# Materials provided start
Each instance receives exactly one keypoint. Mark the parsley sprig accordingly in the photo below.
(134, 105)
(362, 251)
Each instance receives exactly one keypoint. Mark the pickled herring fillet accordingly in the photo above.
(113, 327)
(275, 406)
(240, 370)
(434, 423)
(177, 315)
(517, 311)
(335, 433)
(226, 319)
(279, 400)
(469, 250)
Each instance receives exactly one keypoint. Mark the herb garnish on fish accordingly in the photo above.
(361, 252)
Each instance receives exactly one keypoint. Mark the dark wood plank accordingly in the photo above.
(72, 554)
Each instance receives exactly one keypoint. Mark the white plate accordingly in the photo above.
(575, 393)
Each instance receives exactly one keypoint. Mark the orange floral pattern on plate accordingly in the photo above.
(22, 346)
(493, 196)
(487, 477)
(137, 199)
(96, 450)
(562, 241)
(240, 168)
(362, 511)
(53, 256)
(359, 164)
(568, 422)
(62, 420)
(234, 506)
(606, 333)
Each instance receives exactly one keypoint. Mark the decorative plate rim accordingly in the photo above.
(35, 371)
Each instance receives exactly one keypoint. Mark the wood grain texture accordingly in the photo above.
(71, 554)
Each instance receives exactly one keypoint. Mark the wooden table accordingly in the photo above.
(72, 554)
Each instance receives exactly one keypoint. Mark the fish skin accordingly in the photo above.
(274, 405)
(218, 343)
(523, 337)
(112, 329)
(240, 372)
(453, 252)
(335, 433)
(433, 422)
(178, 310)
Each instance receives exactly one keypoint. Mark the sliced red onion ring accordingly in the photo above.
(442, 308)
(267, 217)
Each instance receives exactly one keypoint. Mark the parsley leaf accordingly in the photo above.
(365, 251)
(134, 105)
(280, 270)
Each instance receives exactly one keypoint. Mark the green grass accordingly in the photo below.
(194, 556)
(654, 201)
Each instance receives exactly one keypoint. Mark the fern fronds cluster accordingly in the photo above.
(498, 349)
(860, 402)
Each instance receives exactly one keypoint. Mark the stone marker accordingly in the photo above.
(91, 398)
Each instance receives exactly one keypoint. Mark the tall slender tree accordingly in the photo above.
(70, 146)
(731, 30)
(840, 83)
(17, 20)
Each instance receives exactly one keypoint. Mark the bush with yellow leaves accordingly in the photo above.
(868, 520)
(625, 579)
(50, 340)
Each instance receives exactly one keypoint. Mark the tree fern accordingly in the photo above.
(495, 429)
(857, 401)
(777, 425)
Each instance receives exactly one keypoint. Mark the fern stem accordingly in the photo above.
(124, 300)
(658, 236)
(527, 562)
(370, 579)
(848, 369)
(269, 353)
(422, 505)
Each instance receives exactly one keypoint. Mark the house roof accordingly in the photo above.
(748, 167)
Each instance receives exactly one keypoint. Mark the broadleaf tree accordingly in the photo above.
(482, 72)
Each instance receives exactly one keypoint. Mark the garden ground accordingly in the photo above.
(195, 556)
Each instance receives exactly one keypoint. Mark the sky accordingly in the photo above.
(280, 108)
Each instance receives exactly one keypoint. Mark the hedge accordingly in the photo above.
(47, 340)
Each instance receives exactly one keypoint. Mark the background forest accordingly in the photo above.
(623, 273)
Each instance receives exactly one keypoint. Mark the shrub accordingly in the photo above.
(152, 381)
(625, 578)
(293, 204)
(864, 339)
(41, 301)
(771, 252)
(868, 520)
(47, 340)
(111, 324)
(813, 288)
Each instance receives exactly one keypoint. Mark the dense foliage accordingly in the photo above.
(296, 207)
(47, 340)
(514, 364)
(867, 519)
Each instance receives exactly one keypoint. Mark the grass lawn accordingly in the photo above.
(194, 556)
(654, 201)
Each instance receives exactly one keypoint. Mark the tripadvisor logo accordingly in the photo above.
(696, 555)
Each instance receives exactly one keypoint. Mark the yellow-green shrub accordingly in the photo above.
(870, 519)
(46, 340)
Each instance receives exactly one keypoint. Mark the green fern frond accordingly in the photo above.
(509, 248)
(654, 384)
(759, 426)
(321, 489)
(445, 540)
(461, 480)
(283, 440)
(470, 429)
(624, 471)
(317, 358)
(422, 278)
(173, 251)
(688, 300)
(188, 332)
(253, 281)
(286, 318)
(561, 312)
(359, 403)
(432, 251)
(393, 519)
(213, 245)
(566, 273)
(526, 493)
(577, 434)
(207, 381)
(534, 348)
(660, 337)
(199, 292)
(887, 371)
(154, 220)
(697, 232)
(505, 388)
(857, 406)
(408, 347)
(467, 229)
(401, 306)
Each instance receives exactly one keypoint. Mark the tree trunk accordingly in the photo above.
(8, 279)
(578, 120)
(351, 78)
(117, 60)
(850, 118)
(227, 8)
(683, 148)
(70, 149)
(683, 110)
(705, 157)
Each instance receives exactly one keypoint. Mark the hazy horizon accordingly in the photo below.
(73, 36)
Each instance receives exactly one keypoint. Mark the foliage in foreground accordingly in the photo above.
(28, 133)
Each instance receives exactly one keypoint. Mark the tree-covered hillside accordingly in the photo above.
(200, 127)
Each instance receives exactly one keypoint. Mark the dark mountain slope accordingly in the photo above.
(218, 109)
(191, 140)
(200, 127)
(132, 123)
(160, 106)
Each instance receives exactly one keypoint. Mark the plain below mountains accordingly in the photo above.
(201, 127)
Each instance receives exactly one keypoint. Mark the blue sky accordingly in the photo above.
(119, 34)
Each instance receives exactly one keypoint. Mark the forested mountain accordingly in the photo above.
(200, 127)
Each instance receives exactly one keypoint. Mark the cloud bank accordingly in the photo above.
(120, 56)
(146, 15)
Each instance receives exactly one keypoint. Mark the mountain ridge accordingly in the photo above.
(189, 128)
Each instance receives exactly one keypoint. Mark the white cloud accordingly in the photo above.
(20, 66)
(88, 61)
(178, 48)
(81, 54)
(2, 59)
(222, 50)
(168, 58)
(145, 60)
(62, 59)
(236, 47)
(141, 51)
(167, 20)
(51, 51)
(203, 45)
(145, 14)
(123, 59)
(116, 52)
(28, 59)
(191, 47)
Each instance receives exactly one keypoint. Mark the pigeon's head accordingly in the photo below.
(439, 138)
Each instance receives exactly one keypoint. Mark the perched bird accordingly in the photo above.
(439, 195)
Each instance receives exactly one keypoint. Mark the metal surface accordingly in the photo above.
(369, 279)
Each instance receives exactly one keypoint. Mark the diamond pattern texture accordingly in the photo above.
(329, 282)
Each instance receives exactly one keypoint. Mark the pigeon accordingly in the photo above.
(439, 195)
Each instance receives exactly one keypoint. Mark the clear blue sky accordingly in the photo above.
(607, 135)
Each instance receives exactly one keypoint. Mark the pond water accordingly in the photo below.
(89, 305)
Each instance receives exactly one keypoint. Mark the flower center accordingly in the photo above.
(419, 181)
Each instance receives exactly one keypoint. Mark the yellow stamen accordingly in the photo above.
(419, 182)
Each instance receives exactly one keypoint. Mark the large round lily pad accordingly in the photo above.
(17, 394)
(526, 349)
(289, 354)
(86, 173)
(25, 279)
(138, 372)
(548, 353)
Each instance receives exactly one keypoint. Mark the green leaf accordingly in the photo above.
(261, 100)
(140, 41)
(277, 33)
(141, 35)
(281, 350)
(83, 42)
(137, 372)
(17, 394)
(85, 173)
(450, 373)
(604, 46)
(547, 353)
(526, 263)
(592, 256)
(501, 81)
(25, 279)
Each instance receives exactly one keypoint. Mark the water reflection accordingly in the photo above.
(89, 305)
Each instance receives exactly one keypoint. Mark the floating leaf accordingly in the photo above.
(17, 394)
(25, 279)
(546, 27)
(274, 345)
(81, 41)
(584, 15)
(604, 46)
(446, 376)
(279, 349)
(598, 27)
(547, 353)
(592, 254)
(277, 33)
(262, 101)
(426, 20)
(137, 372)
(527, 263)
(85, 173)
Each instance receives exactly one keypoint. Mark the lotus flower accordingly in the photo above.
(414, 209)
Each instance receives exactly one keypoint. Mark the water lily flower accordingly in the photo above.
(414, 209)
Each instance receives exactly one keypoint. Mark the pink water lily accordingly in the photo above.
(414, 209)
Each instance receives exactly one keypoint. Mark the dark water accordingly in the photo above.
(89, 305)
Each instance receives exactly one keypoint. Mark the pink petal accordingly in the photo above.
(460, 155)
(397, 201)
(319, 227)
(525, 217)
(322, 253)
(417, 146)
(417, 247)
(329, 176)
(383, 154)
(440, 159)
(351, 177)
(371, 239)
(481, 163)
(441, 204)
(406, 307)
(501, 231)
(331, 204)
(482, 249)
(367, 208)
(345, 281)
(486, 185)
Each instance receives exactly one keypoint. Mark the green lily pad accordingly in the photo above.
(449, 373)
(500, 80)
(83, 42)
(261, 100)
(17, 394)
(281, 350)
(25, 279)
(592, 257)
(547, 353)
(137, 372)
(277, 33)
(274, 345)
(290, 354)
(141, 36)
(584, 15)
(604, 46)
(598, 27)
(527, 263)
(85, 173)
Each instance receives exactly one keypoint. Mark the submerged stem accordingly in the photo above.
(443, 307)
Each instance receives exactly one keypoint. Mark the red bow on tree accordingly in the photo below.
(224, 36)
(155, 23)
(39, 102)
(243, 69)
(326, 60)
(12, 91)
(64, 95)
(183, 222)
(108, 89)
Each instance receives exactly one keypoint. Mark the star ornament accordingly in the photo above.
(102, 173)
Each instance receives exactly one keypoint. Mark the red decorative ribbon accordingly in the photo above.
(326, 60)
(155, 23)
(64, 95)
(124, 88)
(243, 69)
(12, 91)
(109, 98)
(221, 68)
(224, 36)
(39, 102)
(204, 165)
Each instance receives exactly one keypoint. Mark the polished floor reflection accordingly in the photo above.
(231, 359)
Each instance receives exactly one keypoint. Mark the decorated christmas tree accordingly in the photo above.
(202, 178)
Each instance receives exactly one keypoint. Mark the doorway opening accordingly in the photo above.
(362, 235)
# Materials provided end
▶ Problem description: Keep only the lines from the one containing "Each instance receives exactly one keypoint. Mark the lotus" to the end of the entries, and repeat them exactly.

▶ Reply:
Each instance receives exactly one keypoint. Mark the lotus flower accordingly in the photo above.
(414, 209)
Each instance receives exactly one keypoint. Mark the water lily flower accordingly in the photo above.
(414, 209)
Each instance receives exactly one keypoint. Mark the pink water lily accordingly in the photo above.
(414, 209)
Each instance receives exactly one keypoint. Mark the dark water accordingly in the photo above.
(89, 305)
Each instance receives exactly one keypoint. Mark the pink petal accordingly in the photo above.
(460, 155)
(397, 201)
(319, 227)
(525, 217)
(322, 253)
(417, 146)
(417, 247)
(329, 176)
(383, 154)
(440, 159)
(351, 177)
(371, 239)
(481, 163)
(441, 204)
(406, 307)
(501, 231)
(331, 204)
(482, 249)
(367, 208)
(345, 281)
(486, 185)
Each instance receives exactly one keypoint. Mark the green lily pad accordingly in the photo above.
(449, 373)
(500, 80)
(83, 42)
(261, 100)
(17, 394)
(281, 350)
(25, 279)
(592, 257)
(547, 353)
(137, 372)
(277, 33)
(274, 345)
(290, 354)
(141, 36)
(584, 15)
(604, 46)
(598, 27)
(527, 263)
(85, 173)
Each instance receives exactly one keypoint. Mark the submerged stem accordingly in the photo above.
(443, 307)
Each instance receives exactly one keypoint. Mark the red bow on tree accordingly in the photo below.
(224, 36)
(155, 23)
(39, 102)
(243, 69)
(326, 60)
(12, 91)
(64, 95)
(183, 222)
(108, 89)
Each instance receives exactly one keypoint. Mark the star ornament accordingly in the photo above.
(102, 173)
Each instance receives exactly one keypoint. Mark the red decorative ribbon accordingly in the photo above.
(326, 60)
(155, 23)
(64, 95)
(124, 88)
(243, 69)
(12, 91)
(109, 98)
(221, 68)
(224, 36)
(39, 102)
(204, 165)
Each instance receives exactly one keypoint. Mark the polished floor reflection accordingly in the photo above.
(231, 359)
Each instance receives exactly one keypoint. Mark the decorated christmas tree accordingly in the photo above.
(202, 178)
Each instance receives exactly one keypoint. Mark the doorway opening accordingly in the photo above.
(362, 235)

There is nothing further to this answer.